What to work on:
Nothing in the entries may be altered; copy them all exactly.

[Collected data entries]
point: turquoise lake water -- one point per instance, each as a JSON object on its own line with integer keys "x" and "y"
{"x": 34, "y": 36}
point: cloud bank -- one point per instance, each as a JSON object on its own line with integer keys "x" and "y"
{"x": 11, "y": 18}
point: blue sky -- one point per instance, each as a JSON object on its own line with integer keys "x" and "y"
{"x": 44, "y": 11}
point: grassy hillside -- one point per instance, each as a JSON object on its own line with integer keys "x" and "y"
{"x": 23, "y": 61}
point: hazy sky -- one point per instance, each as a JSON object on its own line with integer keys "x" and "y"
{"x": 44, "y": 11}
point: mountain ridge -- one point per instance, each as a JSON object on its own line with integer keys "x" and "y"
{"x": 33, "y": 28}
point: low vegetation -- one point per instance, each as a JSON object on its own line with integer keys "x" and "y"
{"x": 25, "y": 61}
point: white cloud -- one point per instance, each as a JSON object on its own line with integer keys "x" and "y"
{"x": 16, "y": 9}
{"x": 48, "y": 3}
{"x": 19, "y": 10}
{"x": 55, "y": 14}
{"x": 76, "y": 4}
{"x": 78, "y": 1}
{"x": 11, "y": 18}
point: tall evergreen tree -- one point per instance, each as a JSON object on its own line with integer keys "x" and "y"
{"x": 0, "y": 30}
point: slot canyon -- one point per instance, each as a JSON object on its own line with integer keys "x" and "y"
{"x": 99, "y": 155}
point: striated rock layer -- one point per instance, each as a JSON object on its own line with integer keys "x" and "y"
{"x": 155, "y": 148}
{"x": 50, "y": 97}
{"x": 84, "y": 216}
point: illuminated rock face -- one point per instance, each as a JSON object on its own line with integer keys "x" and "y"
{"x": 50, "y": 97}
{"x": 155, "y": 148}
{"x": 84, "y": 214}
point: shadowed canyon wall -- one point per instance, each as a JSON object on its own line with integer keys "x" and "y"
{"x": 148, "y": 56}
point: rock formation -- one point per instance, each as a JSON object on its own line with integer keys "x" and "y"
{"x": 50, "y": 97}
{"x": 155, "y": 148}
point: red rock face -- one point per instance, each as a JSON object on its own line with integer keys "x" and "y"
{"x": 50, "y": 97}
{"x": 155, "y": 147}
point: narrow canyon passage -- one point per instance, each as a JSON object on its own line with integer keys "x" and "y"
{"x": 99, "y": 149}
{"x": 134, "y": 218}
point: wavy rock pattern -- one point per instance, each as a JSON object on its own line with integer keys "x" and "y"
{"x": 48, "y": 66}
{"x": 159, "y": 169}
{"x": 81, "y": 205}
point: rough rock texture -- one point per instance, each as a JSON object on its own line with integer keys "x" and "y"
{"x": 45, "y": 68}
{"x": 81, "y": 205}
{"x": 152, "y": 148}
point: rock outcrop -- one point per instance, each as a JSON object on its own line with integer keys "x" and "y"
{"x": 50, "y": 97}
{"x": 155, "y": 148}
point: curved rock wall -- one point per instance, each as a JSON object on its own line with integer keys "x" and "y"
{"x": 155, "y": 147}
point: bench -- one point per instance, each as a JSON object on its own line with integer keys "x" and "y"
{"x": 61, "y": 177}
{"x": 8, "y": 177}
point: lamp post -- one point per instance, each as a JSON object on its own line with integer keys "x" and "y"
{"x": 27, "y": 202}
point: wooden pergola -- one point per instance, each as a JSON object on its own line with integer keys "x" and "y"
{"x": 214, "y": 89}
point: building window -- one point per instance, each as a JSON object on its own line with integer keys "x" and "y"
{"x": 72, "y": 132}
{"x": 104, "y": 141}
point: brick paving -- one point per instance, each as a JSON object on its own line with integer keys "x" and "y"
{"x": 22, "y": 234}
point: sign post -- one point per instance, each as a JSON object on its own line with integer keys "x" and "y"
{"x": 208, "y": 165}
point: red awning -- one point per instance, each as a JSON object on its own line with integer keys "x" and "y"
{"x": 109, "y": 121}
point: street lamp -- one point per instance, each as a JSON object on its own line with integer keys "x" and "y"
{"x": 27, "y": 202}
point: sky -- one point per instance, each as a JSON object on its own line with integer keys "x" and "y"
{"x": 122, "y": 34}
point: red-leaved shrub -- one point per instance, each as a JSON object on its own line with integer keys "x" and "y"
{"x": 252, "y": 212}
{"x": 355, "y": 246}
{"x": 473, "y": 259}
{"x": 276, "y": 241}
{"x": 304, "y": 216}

Output below:
point: turquoise lake water -- one point per instance, each as a JSON object on its own line with integer keys "x" and "y"
{"x": 34, "y": 36}
point: cloud bank -- one point per instance, each as a JSON object on its own line with integer keys "x" and "y"
{"x": 11, "y": 18}
point: blue sky -- one point per instance, each as a JSON object on its own line with integer keys "x" and "y"
{"x": 44, "y": 11}
point: grassy hillside -- one point per instance, each as a JSON object on its own line with integer keys "x" and "y"
{"x": 23, "y": 61}
point: hazy sky -- one point per instance, each as a JSON object on its own line with integer keys "x" and "y"
{"x": 44, "y": 11}
point: mountain ridge -- one point per instance, each as a JSON object on its own line with integer keys "x" and "y"
{"x": 33, "y": 28}
point: low vegetation -- one point per instance, each as a JSON object on its own line with integer keys "x" and "y"
{"x": 25, "y": 61}
point: white cloud -- one point per instance, each as a JSON object on its own line with integer keys "x" and "y"
{"x": 16, "y": 9}
{"x": 48, "y": 3}
{"x": 19, "y": 10}
{"x": 55, "y": 14}
{"x": 76, "y": 4}
{"x": 78, "y": 1}
{"x": 11, "y": 18}
point: tall evergreen tree -- one point per instance, each as a JSON object on its own line with integer keys "x" and "y"
{"x": 0, "y": 30}
point: slot canyon -- one point per instance, each as a JSON object on its own line with integer keys "x" and "y"
{"x": 99, "y": 155}
point: striated rock layer -- one point per instance, each as a JSON object on its own line with integer keys "x" and "y"
{"x": 155, "y": 148}
{"x": 50, "y": 97}
{"x": 84, "y": 216}
point: illuminated rock face -- one point per instance, each as a JSON object on its own line with integer keys "x" and "y"
{"x": 50, "y": 97}
{"x": 155, "y": 148}
{"x": 84, "y": 214}
point: shadowed canyon wall -- one point per instance, each as a JSON object on its own line with integer keys "x" and "y"
{"x": 148, "y": 56}
point: rock formation -- one point per instance, each as a JSON object on its own line with integer keys "x" and "y"
{"x": 50, "y": 97}
{"x": 155, "y": 148}
point: red rock face -- one point per instance, each as a JSON object on its own line with integer keys "x" and "y"
{"x": 50, "y": 97}
{"x": 155, "y": 147}
point: narrow canyon passage -- one point per instance, each as a JSON object on its own line with integer keys "x" and "y"
{"x": 99, "y": 149}
{"x": 134, "y": 218}
point: wavy rock pattern -- one point per instance, each as a JSON object on its own line with integer keys "x" and "y"
{"x": 48, "y": 66}
{"x": 159, "y": 169}
{"x": 81, "y": 205}
point: rough rock texture -- one point per instance, each as a JSON object on its own line with integer keys "x" and "y"
{"x": 45, "y": 68}
{"x": 81, "y": 205}
{"x": 152, "y": 148}
point: rock outcrop -- one point per instance, each as a JSON object on its own line with integer keys "x" and "y"
{"x": 50, "y": 97}
{"x": 155, "y": 148}
point: curved rock wall -- one point per instance, each as a JSON object on its own line with integer keys "x" and "y"
{"x": 155, "y": 147}
point: bench -- one point per instance, each as a JSON object on its own line with integer keys "x" and "y"
{"x": 61, "y": 177}
{"x": 8, "y": 177}
point: lamp post -- one point per instance, each as a JSON object on its own line with integer keys "x" and "y"
{"x": 27, "y": 202}
point: wooden pergola -- one point per instance, each as a JSON object on its own line with integer keys "x" and "y"
{"x": 214, "y": 89}
point: building window -- one point per instance, each as a JSON object on its own line with integer keys "x" and "y"
{"x": 72, "y": 132}
{"x": 104, "y": 141}
point: brick paving -- one point per instance, each as a JSON object on its own line with integer keys "x" and "y"
{"x": 22, "y": 234}
point: sign post -- one point per instance, each as a JSON object on its own line with integer keys "x" and "y"
{"x": 208, "y": 165}
point: red awning -- one point per instance, each as a JSON object on its own line with integer keys "x" and "y"
{"x": 109, "y": 121}
point: street lamp -- one point per instance, each as a JSON object on its own line with integer keys "x" and "y"
{"x": 27, "y": 202}
point: sky -- one point per instance, each as a JSON object on its own line with integer keys "x" and "y"
{"x": 122, "y": 34}
point: red-leaved shrub -- one point per instance, each as a JSON object on its own line with integer keys "x" and "y"
{"x": 252, "y": 212}
{"x": 355, "y": 246}
{"x": 473, "y": 259}
{"x": 276, "y": 241}
{"x": 304, "y": 216}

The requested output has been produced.